Victim of Elder Abuse? Call Now

Elder abuse is unfortunately common, and up to 5 million elderly people suffer from abuse every year, according to the National Council on Aging. The top risk factors for elder abuse include social isolation, cognitive impairment, and physical dependency. There are also a few less-obvious risk factors — keep reading to learn more. 

10 Risk Factors for Elder Abuse 

If you know anyone with the following risk factors, be sure to familiarize yourself with the signs of elder abuse

Social Isolation 

Elderly people who live alone or have limited social connections may be more vulnerable to abuse. A caregiver may be an elderly person’s only connection to the outside world, making it difficult to escape their control. 

Cognitive Impairment 

Older adults with dementia or other cognitive impairments may be at increased risk of abuse due to their diminished capacity to protect themselves or make sound judgments. Dementia also makes it difficult – even impossible – for the elderly person to report their abuse.

_Task goal_. Quote the elder abuse text word for word, everything from "10 Risk Factors" down to "report their abuse.". Work only from the text about elder abuse.

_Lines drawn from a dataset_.
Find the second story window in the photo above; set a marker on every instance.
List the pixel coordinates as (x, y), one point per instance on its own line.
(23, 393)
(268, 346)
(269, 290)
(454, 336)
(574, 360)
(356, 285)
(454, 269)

_Written response_.
10 Risk Factors for Elder Abuse 

If you know anyone with the following risk factors, be sure to familiarize yourself with the signs of elder abuse

Social Isolation 

Elderly people who live alone or have limited social connections may be more vulnerable to abuse. A caregiver may be an elderly person’s only connection to the outside world, making it difficult to escape their control. 

Cognitive Impairment 

Older adults with dementia or other cognitive impairments may be at increased risk of abuse due to their diminished capacity to protect themselves or make sound judgments. Dementia also makes it difficult – even impossible – for the elderly person to report their abuse.